Point localization data
---

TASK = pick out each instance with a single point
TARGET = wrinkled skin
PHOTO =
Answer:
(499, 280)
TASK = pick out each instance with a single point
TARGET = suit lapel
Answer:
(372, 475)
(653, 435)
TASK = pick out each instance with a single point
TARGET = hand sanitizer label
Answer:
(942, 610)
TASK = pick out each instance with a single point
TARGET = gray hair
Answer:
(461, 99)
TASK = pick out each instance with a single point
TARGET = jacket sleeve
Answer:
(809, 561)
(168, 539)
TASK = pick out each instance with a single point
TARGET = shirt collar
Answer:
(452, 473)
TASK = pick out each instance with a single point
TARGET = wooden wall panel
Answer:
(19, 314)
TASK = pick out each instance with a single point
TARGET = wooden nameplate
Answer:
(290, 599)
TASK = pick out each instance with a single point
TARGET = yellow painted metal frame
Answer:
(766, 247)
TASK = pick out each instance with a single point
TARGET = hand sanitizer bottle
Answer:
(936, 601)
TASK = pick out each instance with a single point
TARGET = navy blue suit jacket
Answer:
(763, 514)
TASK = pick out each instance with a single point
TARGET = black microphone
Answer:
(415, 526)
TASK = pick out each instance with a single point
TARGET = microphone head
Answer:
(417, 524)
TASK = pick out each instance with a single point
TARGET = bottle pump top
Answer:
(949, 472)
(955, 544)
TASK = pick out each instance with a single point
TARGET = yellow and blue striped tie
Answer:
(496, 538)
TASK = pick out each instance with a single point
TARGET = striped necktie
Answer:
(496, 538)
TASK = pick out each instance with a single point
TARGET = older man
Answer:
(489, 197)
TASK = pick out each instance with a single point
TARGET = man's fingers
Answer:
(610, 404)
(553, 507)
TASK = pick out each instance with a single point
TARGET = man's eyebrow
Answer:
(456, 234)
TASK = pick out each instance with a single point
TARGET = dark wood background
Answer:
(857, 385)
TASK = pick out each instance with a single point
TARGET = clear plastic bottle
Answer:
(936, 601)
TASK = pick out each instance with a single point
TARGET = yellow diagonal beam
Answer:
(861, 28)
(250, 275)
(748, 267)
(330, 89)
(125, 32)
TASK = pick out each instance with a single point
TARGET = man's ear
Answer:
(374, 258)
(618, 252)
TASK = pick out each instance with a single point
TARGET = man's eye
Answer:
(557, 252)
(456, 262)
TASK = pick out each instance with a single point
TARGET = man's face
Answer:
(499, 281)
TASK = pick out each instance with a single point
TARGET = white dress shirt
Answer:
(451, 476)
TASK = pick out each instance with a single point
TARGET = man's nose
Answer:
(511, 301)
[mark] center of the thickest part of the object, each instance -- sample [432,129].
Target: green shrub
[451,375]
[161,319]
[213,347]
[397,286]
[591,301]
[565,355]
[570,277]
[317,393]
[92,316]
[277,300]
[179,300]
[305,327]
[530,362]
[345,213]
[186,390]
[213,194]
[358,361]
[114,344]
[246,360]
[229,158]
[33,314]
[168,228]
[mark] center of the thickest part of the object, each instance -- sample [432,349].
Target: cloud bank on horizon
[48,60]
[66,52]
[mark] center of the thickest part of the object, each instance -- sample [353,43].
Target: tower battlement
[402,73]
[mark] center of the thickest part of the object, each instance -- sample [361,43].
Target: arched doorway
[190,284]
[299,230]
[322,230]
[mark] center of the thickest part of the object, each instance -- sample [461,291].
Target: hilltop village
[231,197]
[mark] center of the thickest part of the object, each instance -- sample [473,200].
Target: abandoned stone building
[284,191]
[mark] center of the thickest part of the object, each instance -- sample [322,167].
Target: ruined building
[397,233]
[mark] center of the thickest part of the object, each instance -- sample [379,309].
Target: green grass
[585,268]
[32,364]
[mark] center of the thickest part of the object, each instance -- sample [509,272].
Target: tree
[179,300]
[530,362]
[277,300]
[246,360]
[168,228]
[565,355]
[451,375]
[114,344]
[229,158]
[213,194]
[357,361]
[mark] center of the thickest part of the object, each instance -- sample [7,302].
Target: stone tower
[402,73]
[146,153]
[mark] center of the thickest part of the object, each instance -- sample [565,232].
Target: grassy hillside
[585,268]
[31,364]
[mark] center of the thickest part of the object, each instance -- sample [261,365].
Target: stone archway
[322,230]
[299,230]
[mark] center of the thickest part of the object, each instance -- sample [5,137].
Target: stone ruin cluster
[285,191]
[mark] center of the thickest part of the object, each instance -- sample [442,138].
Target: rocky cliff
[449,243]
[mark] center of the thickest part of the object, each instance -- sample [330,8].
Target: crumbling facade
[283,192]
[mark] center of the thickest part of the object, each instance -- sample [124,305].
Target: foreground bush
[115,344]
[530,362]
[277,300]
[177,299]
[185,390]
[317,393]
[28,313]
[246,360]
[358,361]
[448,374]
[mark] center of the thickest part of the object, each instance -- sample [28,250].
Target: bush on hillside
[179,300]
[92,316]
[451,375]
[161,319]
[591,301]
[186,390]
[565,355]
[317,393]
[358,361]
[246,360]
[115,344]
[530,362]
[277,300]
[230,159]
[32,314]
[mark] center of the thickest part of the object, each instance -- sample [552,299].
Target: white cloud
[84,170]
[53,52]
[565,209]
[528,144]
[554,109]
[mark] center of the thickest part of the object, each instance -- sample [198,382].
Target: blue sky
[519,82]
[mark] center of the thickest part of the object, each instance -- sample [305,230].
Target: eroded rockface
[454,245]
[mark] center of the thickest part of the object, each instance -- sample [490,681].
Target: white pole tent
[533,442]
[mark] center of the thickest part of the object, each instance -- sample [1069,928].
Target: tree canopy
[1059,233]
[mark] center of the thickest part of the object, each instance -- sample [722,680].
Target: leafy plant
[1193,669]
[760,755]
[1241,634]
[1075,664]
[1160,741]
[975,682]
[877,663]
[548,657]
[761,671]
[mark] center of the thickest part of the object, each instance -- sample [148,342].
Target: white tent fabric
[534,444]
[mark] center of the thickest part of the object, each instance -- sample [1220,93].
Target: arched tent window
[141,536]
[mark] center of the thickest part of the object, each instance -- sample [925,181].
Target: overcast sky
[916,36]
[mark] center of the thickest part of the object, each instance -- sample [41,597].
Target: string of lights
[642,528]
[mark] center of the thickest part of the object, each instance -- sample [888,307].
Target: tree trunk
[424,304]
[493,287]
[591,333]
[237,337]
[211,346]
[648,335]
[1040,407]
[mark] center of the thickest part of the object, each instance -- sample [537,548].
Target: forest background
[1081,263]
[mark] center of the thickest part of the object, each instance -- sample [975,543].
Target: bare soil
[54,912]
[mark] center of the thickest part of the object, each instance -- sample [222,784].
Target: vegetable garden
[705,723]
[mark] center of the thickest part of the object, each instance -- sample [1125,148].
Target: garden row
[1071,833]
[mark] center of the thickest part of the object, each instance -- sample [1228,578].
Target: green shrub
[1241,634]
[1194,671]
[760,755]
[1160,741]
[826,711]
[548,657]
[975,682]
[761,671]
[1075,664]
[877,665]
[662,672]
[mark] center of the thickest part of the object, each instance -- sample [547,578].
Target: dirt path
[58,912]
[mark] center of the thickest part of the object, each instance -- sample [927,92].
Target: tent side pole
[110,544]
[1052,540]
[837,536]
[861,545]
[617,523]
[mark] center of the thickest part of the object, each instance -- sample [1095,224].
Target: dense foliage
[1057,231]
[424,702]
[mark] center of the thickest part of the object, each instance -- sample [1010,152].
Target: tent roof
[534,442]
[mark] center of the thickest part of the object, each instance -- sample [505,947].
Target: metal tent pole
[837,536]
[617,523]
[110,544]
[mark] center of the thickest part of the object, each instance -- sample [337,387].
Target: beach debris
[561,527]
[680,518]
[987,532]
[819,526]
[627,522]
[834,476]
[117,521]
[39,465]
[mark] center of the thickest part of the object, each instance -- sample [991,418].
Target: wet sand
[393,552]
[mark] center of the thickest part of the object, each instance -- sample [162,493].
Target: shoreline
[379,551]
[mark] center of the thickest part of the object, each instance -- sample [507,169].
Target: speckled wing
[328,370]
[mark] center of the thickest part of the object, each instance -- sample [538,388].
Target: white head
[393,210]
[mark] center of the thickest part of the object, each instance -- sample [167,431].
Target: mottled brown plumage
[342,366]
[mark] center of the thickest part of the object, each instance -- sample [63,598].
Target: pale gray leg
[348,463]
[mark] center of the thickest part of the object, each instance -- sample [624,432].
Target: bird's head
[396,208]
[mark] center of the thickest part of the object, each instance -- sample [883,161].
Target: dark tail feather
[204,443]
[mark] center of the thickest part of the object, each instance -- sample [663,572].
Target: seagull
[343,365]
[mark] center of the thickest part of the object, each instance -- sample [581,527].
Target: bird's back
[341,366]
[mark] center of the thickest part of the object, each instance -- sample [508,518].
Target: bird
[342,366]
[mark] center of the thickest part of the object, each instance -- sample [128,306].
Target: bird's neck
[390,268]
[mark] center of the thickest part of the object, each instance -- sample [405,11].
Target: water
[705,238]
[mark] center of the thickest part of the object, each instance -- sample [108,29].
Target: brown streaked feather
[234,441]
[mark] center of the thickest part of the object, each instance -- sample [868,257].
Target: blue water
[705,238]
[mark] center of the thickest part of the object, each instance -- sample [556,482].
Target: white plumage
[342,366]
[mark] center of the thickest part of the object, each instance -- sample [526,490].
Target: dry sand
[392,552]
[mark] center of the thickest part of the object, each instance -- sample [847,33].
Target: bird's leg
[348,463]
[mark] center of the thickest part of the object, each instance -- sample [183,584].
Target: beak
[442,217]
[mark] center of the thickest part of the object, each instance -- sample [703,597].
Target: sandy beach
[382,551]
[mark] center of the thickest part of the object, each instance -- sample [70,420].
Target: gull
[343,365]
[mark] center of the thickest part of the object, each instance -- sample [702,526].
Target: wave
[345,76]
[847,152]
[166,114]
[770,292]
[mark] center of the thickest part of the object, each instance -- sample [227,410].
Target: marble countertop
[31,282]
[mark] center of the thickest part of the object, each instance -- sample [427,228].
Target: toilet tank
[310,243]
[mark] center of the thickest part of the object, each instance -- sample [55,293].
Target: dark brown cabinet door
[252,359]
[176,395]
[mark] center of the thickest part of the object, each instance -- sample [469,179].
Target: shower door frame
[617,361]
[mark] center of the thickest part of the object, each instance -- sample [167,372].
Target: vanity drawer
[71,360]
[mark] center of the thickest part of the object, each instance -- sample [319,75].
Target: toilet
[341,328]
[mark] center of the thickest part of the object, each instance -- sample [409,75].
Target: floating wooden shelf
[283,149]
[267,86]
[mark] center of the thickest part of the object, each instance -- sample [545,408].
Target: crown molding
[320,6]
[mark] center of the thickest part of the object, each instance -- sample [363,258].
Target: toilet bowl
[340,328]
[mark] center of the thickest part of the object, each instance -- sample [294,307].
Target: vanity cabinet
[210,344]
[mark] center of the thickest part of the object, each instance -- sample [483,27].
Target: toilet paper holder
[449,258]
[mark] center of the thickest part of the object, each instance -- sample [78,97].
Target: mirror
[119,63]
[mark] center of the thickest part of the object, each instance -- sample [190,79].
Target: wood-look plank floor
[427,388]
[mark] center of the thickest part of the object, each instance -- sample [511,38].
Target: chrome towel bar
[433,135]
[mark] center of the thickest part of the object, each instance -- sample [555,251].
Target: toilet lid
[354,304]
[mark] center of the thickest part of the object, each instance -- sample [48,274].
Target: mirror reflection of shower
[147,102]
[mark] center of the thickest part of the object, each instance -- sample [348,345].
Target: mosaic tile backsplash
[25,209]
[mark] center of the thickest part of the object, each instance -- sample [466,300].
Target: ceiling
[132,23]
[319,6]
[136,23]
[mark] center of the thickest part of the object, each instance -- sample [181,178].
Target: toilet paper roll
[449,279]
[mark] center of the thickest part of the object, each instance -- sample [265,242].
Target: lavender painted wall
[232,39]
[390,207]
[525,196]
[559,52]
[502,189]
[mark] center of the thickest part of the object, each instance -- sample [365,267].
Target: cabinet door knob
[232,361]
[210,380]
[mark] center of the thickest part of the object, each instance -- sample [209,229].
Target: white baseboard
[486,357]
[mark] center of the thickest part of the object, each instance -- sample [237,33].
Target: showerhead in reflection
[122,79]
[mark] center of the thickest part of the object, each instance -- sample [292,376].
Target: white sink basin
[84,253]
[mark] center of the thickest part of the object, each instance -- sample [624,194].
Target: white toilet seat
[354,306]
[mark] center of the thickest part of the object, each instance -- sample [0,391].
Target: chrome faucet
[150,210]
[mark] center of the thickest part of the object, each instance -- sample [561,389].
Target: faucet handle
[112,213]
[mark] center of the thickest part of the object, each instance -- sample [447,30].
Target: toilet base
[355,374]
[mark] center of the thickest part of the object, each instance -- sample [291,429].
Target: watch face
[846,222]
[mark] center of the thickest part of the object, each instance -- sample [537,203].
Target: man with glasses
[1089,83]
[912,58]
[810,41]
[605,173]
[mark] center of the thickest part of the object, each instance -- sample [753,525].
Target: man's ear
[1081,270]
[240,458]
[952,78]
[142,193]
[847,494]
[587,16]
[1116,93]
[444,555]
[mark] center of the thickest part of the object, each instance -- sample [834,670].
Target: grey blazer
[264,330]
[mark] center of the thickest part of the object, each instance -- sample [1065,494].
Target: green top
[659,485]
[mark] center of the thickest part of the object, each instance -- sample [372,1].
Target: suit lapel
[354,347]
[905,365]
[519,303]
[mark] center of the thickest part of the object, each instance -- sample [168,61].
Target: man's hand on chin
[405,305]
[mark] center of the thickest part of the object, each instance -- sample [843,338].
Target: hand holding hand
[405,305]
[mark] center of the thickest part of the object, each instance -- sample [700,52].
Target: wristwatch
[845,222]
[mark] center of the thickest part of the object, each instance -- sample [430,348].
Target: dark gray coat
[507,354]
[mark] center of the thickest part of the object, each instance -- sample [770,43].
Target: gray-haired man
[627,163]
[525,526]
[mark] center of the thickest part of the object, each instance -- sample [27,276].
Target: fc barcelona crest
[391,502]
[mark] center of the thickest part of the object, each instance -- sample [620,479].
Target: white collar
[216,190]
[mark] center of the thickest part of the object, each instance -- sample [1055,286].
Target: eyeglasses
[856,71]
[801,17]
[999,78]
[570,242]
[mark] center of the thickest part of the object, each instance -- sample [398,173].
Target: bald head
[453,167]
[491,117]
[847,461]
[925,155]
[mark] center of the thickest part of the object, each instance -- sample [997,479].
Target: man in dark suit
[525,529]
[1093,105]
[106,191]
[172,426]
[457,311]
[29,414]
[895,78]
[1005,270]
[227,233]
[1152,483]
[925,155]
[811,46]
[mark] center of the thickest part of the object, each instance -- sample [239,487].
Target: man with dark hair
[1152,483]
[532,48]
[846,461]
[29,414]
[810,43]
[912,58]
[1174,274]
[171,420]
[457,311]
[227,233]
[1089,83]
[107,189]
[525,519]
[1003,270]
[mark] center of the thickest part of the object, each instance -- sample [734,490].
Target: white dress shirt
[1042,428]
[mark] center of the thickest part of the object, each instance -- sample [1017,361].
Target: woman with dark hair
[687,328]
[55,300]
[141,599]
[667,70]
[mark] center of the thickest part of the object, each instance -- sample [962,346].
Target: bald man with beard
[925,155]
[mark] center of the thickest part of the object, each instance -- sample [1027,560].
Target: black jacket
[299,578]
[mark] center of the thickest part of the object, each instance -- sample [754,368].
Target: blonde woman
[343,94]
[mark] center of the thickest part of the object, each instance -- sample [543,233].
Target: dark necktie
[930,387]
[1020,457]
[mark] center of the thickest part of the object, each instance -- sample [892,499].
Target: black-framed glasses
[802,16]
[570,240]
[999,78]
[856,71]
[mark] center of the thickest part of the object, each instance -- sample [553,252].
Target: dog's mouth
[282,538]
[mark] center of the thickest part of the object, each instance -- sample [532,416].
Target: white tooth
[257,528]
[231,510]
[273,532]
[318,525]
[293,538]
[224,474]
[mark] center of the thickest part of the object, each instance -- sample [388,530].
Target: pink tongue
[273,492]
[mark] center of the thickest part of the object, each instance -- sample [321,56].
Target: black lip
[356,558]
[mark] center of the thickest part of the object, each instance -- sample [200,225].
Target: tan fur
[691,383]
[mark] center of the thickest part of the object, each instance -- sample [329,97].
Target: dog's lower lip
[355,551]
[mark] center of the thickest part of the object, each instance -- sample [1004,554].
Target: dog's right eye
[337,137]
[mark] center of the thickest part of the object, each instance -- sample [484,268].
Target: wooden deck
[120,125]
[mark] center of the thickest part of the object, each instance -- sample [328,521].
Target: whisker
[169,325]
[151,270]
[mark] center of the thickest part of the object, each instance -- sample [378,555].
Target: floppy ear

---

* _Assigned task_: Above are the entries. Copy exactly the part that opens with the line containing "Target: chrome towel bar" and closes with the line containing "-- sample [48,274].", and no more.

* _Result of this exercise_:
Target: chrome towel bar
[433,135]
[mark] center of the thickest part of the object, each instance -- sample [555,251].
Target: toilet lid
[354,304]
[mark] center of the thickest part of the object, each instance -- sample [48,274].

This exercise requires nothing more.